** START Records to process **
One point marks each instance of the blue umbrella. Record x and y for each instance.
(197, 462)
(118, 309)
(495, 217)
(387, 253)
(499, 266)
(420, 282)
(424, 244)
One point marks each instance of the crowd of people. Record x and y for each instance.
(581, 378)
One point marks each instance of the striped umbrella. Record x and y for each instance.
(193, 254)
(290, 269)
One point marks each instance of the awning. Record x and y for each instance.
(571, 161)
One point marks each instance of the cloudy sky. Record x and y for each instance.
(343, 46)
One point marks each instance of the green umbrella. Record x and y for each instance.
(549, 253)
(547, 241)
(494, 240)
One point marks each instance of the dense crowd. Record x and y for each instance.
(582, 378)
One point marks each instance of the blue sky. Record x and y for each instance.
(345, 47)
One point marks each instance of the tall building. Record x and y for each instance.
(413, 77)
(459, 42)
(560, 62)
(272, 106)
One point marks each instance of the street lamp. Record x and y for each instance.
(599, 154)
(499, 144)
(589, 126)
** END Records to process **
● **Set problem**: Reproduce every item above line for line, with no changes.

● **Reply to the exercise**:
One point marks each instance of the blue umbrella. Record x and y for each instance.
(197, 462)
(118, 309)
(495, 217)
(387, 253)
(499, 266)
(420, 282)
(424, 244)
One point marks each instance of the crowd of people. Record x and y for each instance.
(581, 378)
One point marks each instance of the striped umbrella. Record x and y for each instance.
(193, 254)
(290, 269)
One point marks each instance of the awning. Record x and y for each instance.
(571, 161)
One point marks each instance of the cloudy sky. Record x and y for each instance.
(343, 46)
One point marks each instance of the green umbrella. Record x and y for each instance.
(549, 253)
(547, 241)
(494, 240)
One point marks each instance of the dense crowd. Record x and y for each instance.
(582, 378)
One point marks each instance of the blue sky. Record x and y for each instance.
(345, 47)
One point marks each instance of the tall building. Record x and y for each instance.
(413, 77)
(459, 42)
(560, 62)
(272, 106)
One point marks each instance of the street lamp. Record x and y for each instance.
(599, 154)
(499, 144)
(589, 126)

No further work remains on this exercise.